Directive: Swap "surveillance image" for "camera frame" in the records starting at the line containing "pinpoint the short" and ending at the line containing "171, 147, 179, 159", and give only those lines back with nothing else altered.

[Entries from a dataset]
--

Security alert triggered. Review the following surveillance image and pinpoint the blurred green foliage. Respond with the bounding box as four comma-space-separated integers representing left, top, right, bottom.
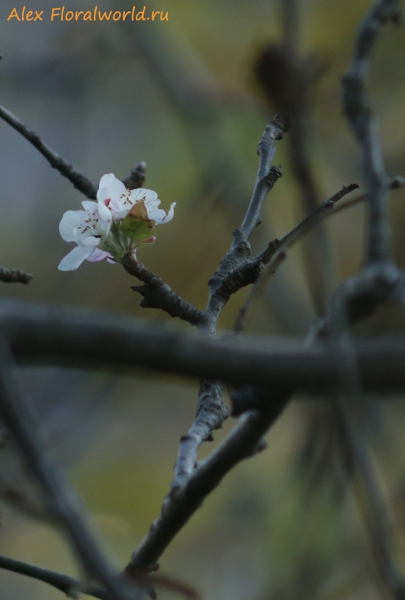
0, 0, 405, 600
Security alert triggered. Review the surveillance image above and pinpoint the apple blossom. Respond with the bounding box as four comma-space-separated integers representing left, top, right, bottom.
58, 173, 176, 271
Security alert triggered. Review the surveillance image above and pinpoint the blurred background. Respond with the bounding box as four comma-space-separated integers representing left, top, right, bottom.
0, 0, 405, 600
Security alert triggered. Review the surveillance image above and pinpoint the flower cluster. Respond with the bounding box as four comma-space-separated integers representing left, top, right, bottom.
58, 173, 176, 271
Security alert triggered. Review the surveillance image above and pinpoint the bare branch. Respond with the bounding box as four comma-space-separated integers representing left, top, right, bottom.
0, 267, 33, 284
335, 402, 405, 600
0, 337, 138, 600
342, 0, 401, 264
240, 115, 291, 239
123, 257, 204, 325
0, 556, 112, 600
0, 300, 405, 393
0, 105, 98, 200
126, 396, 286, 573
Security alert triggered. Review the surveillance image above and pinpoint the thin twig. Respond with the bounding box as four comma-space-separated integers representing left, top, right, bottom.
169, 116, 290, 492
0, 105, 98, 200
342, 0, 401, 264
0, 267, 33, 284
122, 161, 146, 190
124, 257, 204, 325
239, 115, 291, 239
126, 396, 286, 573
0, 556, 112, 600
0, 337, 138, 600
0, 300, 405, 393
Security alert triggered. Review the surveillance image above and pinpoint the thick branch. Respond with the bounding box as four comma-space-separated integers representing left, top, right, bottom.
342, 0, 401, 264
124, 257, 204, 325
0, 337, 135, 600
0, 106, 97, 200
0, 267, 33, 284
0, 300, 405, 392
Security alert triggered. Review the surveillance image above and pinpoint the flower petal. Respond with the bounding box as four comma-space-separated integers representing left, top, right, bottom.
58, 246, 94, 271
59, 210, 87, 242
86, 248, 111, 262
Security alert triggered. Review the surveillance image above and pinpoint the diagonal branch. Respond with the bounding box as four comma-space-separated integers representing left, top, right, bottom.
231, 183, 359, 332
169, 116, 290, 494
335, 402, 405, 600
126, 395, 289, 573
0, 556, 112, 600
0, 337, 138, 600
0, 105, 97, 200
342, 0, 401, 265
122, 161, 146, 190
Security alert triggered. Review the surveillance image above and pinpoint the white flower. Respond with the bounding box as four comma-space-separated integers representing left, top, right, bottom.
97, 173, 176, 225
58, 173, 176, 271
58, 200, 112, 271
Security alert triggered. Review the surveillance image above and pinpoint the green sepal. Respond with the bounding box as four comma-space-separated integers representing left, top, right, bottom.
118, 215, 155, 242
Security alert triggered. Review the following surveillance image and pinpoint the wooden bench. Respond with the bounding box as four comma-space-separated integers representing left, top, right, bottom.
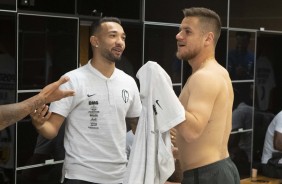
240, 175, 282, 184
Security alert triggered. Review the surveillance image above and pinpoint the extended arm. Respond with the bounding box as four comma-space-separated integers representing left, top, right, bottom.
30, 105, 65, 139
0, 77, 74, 130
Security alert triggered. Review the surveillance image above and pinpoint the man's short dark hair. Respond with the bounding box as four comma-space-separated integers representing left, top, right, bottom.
91, 17, 121, 35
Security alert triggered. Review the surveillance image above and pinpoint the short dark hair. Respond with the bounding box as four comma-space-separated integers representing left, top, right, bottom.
91, 17, 121, 35
183, 7, 221, 44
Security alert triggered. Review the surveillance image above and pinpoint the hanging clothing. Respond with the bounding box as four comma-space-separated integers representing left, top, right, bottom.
123, 61, 185, 184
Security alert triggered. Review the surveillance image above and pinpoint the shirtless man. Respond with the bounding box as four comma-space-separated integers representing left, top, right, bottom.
172, 8, 240, 184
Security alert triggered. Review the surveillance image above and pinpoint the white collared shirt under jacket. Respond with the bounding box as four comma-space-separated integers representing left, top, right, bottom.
123, 61, 185, 184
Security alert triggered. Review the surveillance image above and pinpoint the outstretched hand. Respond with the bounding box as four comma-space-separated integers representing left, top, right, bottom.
39, 76, 75, 104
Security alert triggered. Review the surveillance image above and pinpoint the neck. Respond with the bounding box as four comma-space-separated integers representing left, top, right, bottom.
189, 56, 215, 73
91, 58, 115, 78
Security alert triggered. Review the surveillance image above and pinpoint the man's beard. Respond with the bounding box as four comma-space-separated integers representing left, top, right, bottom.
176, 48, 197, 61
102, 51, 121, 63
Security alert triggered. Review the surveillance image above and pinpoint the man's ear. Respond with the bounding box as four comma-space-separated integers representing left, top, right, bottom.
205, 32, 214, 45
90, 36, 99, 47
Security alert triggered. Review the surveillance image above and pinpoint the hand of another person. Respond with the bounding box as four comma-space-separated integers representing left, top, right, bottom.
38, 76, 75, 104
170, 128, 177, 147
30, 105, 51, 129
171, 147, 179, 159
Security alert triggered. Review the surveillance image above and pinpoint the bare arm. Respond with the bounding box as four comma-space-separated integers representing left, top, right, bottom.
175, 74, 218, 142
30, 105, 65, 139
0, 77, 74, 130
273, 131, 282, 152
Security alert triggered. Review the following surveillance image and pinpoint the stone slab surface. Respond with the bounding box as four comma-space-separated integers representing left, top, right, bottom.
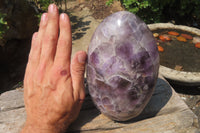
0, 77, 200, 133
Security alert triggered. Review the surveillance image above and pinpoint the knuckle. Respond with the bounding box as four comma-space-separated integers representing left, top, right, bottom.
44, 35, 57, 46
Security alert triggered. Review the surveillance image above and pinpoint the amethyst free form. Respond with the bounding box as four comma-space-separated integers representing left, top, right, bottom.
87, 11, 159, 121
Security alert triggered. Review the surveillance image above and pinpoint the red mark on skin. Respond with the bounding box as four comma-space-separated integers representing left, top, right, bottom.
60, 70, 67, 76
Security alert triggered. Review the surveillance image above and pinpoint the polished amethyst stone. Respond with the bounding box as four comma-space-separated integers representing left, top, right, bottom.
87, 11, 159, 121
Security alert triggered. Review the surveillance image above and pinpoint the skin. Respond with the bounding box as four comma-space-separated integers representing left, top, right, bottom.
21, 4, 87, 133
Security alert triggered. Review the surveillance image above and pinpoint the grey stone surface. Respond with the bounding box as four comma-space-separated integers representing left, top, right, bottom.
0, 76, 200, 133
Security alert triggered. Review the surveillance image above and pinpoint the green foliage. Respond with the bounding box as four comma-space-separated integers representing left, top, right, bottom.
106, 0, 114, 6
0, 13, 9, 39
106, 0, 200, 23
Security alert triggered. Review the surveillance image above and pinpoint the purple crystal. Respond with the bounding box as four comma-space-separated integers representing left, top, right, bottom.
87, 11, 159, 121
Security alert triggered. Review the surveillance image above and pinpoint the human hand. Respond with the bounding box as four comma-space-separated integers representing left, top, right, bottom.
22, 4, 87, 133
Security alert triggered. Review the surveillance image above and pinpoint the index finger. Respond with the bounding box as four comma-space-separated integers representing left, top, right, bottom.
54, 13, 72, 67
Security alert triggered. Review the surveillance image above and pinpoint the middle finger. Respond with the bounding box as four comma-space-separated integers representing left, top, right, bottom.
40, 4, 59, 63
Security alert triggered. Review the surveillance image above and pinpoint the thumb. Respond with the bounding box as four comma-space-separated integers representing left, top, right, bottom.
70, 51, 87, 101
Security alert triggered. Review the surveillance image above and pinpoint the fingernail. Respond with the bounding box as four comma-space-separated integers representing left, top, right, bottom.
78, 53, 87, 64
60, 13, 67, 21
33, 32, 38, 40
41, 13, 47, 22
49, 4, 57, 12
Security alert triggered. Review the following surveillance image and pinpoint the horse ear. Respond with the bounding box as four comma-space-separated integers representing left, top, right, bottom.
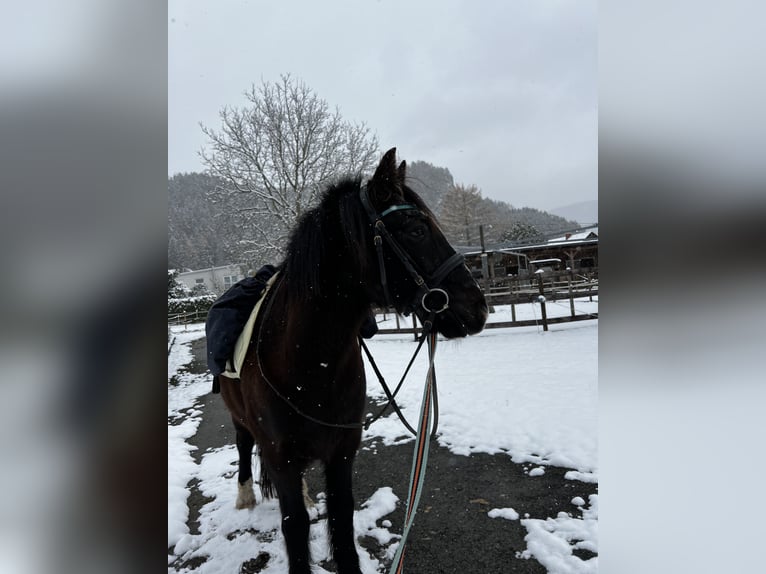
396, 160, 407, 185
370, 147, 402, 206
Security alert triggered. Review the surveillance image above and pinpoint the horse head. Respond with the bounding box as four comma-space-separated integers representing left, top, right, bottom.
360, 148, 487, 338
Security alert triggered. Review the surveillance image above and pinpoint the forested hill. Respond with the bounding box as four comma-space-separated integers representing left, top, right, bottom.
168, 165, 578, 269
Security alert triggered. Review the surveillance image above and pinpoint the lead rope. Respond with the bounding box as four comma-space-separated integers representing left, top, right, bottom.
389, 331, 436, 574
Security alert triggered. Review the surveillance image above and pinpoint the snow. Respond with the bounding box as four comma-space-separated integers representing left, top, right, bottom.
487, 508, 519, 520
518, 494, 598, 574
168, 298, 598, 574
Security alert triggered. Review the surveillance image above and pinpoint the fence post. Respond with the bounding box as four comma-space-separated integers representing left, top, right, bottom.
567, 267, 574, 317
511, 277, 520, 322
537, 271, 548, 331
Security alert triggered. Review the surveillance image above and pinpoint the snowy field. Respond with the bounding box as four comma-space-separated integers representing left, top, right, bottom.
168, 298, 598, 574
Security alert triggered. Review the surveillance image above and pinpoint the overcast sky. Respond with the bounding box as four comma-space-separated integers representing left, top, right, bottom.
168, 0, 598, 213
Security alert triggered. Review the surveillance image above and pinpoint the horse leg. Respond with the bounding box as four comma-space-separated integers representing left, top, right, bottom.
325, 456, 361, 574
261, 460, 311, 574
234, 421, 255, 508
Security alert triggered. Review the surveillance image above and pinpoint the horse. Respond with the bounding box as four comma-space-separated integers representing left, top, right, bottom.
219, 148, 488, 574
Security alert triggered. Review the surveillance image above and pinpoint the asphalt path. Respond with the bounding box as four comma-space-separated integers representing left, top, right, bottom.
177, 339, 598, 574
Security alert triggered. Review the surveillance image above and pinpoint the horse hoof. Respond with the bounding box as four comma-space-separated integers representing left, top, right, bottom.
236, 478, 255, 510
303, 478, 315, 510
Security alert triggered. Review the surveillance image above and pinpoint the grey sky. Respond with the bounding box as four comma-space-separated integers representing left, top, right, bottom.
168, 0, 598, 213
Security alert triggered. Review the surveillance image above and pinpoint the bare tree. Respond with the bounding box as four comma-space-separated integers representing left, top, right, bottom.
201, 75, 378, 256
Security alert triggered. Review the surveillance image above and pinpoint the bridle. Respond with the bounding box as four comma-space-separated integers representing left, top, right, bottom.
359, 183, 465, 326
255, 180, 464, 436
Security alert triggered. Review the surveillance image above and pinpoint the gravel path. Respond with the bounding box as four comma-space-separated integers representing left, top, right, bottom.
177, 339, 598, 574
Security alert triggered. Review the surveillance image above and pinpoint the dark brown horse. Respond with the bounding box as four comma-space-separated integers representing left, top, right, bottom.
219, 149, 487, 574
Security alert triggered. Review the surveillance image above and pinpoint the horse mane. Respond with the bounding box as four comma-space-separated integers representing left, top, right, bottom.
281, 178, 370, 300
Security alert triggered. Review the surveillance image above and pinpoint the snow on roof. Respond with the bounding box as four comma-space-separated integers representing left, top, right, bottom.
548, 227, 598, 243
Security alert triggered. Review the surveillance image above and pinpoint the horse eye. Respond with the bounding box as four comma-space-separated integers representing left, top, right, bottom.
410, 225, 426, 239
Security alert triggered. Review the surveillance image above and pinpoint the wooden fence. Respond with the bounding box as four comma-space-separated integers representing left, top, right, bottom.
378, 271, 598, 338
168, 309, 208, 325
168, 271, 598, 336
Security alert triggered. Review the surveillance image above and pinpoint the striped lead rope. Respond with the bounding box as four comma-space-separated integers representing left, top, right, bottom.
389, 331, 436, 574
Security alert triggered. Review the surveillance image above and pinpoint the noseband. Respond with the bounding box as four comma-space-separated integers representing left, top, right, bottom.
359, 184, 464, 320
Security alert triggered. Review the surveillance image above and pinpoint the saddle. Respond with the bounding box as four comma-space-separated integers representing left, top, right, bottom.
205, 265, 277, 393
205, 265, 378, 393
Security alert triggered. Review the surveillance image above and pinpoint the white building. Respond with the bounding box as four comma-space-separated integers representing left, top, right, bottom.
178, 263, 245, 295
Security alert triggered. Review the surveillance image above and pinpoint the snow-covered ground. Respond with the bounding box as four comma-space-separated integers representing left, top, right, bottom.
168, 298, 598, 574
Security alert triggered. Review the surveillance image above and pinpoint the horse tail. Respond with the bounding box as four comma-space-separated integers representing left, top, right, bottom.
256, 447, 277, 498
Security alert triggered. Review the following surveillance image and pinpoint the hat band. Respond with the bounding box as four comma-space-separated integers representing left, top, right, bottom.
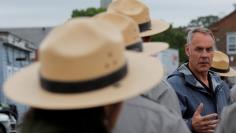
40, 64, 128, 93
126, 41, 143, 52
138, 21, 151, 32
210, 67, 230, 73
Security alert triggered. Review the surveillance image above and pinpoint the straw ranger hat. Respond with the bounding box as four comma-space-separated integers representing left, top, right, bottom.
4, 18, 163, 110
210, 51, 236, 77
107, 0, 169, 37
94, 12, 169, 56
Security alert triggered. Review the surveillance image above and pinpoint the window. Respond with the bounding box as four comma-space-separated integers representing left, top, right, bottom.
226, 32, 236, 54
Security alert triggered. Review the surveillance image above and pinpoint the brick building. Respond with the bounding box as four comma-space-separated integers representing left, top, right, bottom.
210, 10, 236, 68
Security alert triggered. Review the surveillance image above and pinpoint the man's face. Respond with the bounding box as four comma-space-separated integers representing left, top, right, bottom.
185, 32, 214, 73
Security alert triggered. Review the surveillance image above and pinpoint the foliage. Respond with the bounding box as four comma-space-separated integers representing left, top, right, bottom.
151, 26, 187, 63
188, 15, 219, 28
71, 7, 106, 18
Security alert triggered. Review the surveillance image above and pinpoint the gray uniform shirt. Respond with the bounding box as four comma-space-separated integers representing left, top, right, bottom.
113, 96, 190, 133
216, 103, 236, 133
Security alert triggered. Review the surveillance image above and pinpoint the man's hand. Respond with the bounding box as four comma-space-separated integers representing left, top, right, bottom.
192, 103, 218, 133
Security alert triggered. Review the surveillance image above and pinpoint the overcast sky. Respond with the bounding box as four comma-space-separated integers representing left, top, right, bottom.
0, 0, 236, 28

--

Final result:
Security alert triggered. Review the camera frame above and pinpoint the short dark hair. Respond with the bounding box as four comma-space-separated integers representing left, top, right, bottom.
91, 17, 121, 35
183, 7, 221, 44
Security alert triggered. Review the camera frame above and pinpoint the hanging clothing. Respond with the bounding box as four comma-space-separated integers representing left, top, right, bottom.
123, 61, 185, 184
Security alert triggered. Review the camera frame above and pinpoint the shirtless man. Respond with the bounding box as four comma-space-separated integers representing left, top, right, bottom.
172, 8, 240, 184
Security alert triggered. Review the camera frame above and pinpoint the white collared shirt under jacket. Respond with the bounding box as four comma-space-separated integers representing left, top, right, bottom.
123, 61, 185, 184
Security alert triggered. Review the camera frame above and pinpoint the outstretched hand. Respond with the bounding box as four comma-space-separated integers representing left, top, right, bottom.
39, 76, 75, 104
Security alert triggered. Review the camera frame above and pinpoint the neck. Respond with the bounding box as four comma-space-separated integers representing left, top, right, bottom.
189, 56, 215, 73
91, 58, 115, 78
Security alert triggered. Review the camera frame above and pinpoint the man's beard. Respond with the bounding box as four comma-space-separated integers representing left, top, right, bottom.
176, 48, 197, 61
102, 51, 121, 63
Security alert triggered. Review the camera frame above and pinpoint the man's ear. Respond with the bounding box as four comma-space-separated integers representing left, top, right, bottom.
205, 32, 214, 45
90, 36, 99, 47
Security alert triggered. Review the camera frame above and pinpoint the hand of another person. Respond with the bounding box as four comma-space-separated integers representing left, top, right, bottom.
38, 76, 75, 104
170, 128, 177, 147
30, 105, 51, 129
171, 147, 179, 159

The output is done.